202302856/1/A3.
Datum uitspraak: 19 maart 2025
AFDELING
BESTUURSRECHTSPRAAK
Uitspraak op het hoger beroep van:
[appellante], gevestigd in [plaats],
appellante,
tegen de uitspraak van de rechtbank Oost-Brabant van 3 maart 2023 in zaak nr. 22/2134 in het geding tussen:
[appellante]
en
de minister van Sociale Zaken en Werkgelegenheid.
Procesverloop
Bij besluit van 21 januari 2022 heeft de minister aan [appellante] een bestuurlijke boete opgelegd van € 16.200,- wegens het overtreden van de Arbeidsomstandighedenwet.
Bij besluit van 22 juni 2022 heeft de minister het door [appellante] daartegen gemaakte bezwaar ongegrond verklaard.
Bij uitspraak van 3 maart 2023 heeft de rechtbank het door [appellante] daartegen ingestelde beroep ongegrond verklaard.
Tegen deze uitspraak heeft [appellante] hoger beroep ingesteld.
De minister heeft een schriftelijke uiteenzetting gegeven.
De Afdeling heeft de zaak ter zitting behandeld op 19 februari 2025, waar [appellante], vertegenwoordigd door [gemachtigde], en de minister, vertegenwoordigd door mr. B.M. van der Kuil, zijn verschenen.
Overwegingen
Inleiding
1. In het bedrijf van [appellante] heeft een ongeval plaatsgevonden met een sorteerband. Omdat het slachtoffer blijvend letsel heeft opgelopen heeft de minister een boete van € 16.200,- opgelegd voor het overtreden van artikel 16, tiende lid, van de Arbeidsomstandighedenwet (hierna: de Arbowet) in samenhang met artikel 7.5, tweede lid, van het Arbeidsomstandighedenbesluit (hierna: het Arbobesluit). Hieraan ligt een boeterapport ten grondslag waaruit volgt dat het slachtoffer bij het verwijderen van een sticker van de sorteerband bekneld is geraakt in het apparaat, waarna zij een vingerkootje van haar wijsvinger is verloren en wonden aan haar middelvinger heeft opgelopen.

####

* [JOUW OPDRACHTEN]:
A – Op welke datum heeft de Afdeling de zaak volgens de leestekst ter zitting behandeld?
B – Geef voor elke bewering aan of die klopt met de leestekst, en citeer de woorden die de doorslag geven: (i) De rechtbank heeft het beroep van [appellante] gegrond verklaard. (ii) Het slachtoffer raakte bekneld bij het verwijderen van een sticker van de sorteerband. (iii) De minister is niet op de zitting verschenen.
C – Neem het stuk van de leestekst letterlijk over van "Bij besluit van 22" tot en met "beroep ongegrond verklaard.".

####

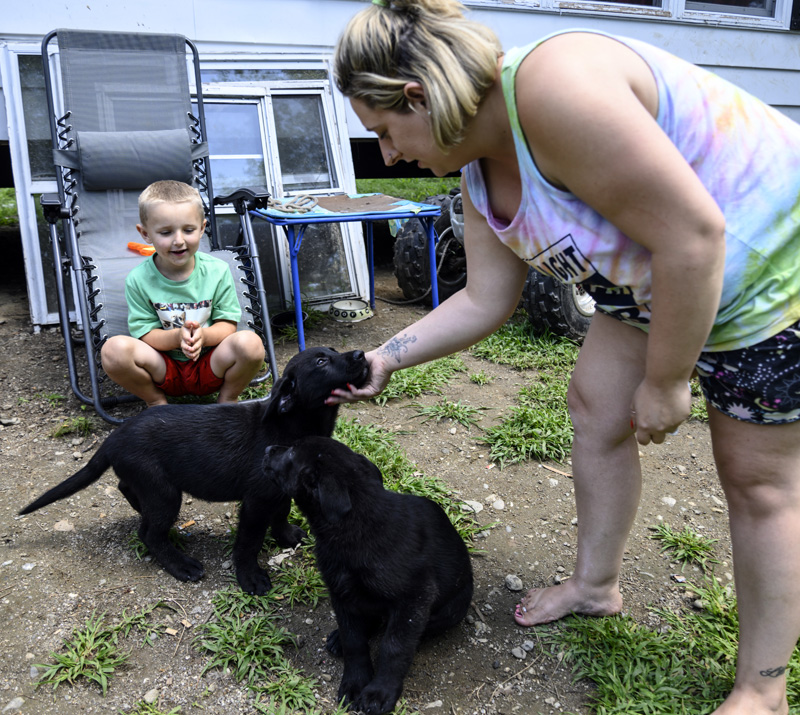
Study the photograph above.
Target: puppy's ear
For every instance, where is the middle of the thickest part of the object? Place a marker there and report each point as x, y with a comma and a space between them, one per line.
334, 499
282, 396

####

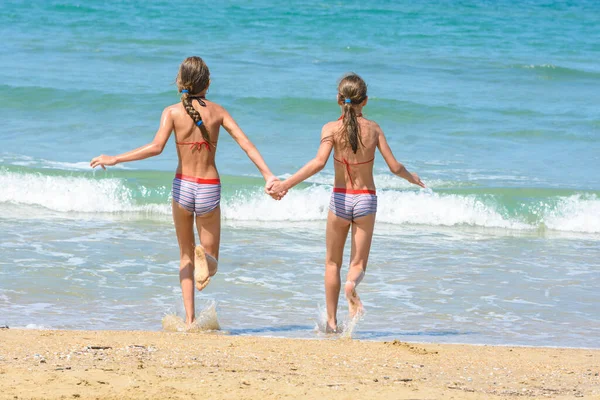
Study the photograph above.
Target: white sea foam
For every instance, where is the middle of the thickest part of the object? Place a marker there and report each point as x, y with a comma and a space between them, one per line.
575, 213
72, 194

####

* [ANTWOORDEN PER OPDRACHT]:
A – Op 19 februari 2025.

B –
(i) Nee: "heeft de rechtbank het door [appellante] daartegen ingestelde beroep ongegrond verklaard"
(ii) Ja: "het slachtoffer bij het verwijderen van een sticker van de sorteerband bekneld is geraakt in het apparaat"
(iii) Nee: "en de minister, vertegenwoordigd door mr. B.M. van der Kuil, zijn verschenen"

C –
Bij besluit van 22 juni 2022 heeft de minister het door [appellante] daartegen gemaakte bezwaar ongegrond verklaard.
Bij uitspraak van 3 maart 2023 heeft de rechtbank het door [appellante] daartegen ingestelde beroep ongegrond verklaard.